▸ **Source data**:
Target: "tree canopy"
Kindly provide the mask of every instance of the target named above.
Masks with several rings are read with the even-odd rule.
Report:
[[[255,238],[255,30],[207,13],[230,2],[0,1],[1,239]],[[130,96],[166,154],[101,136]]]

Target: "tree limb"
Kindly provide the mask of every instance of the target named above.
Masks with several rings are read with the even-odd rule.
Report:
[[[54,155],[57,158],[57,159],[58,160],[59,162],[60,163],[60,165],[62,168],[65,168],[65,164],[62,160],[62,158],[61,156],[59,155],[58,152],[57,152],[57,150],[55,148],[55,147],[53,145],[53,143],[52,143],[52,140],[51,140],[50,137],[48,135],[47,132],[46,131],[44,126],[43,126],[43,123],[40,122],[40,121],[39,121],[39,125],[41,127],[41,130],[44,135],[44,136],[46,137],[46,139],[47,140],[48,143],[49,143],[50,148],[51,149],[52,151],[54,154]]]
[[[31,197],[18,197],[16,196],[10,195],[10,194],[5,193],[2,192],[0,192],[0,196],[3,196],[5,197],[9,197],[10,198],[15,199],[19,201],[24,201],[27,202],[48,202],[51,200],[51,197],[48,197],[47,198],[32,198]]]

▸ **Stated goal**: Rewrite all the records above, replacing "Kindly" with "Please" wherever it occurs and leaving everything else unchanged.

▸ **The reply**:
Target: "tree canopy"
Please provide the mask of every instance of the target named above.
Masks with several rings are read with the even-odd rule.
Report:
[[[255,238],[255,30],[207,13],[230,2],[0,1],[1,239]],[[130,96],[166,154],[101,136]]]

Target: "tree limb"
Please provide the mask of every instance of the target named above.
Masks with several rings are read with the even-odd rule.
Report:
[[[54,155],[57,158],[57,159],[58,160],[59,162],[60,163],[60,165],[62,168],[65,168],[65,164],[62,160],[62,158],[61,156],[59,155],[58,152],[57,152],[57,150],[55,148],[55,147],[53,145],[53,143],[52,143],[52,140],[51,140],[50,137],[48,135],[47,132],[46,131],[44,126],[43,126],[43,123],[40,122],[40,121],[39,121],[39,125],[41,127],[41,130],[44,135],[44,136],[46,137],[46,139],[47,140],[48,143],[49,143],[50,148],[51,149],[52,151],[54,154]]]
[[[31,197],[18,197],[16,196],[10,195],[10,194],[5,193],[2,192],[0,192],[0,196],[3,196],[5,197],[9,197],[10,198],[15,199],[19,201],[24,201],[27,202],[48,202],[51,200],[51,197],[48,197],[47,198],[32,198]]]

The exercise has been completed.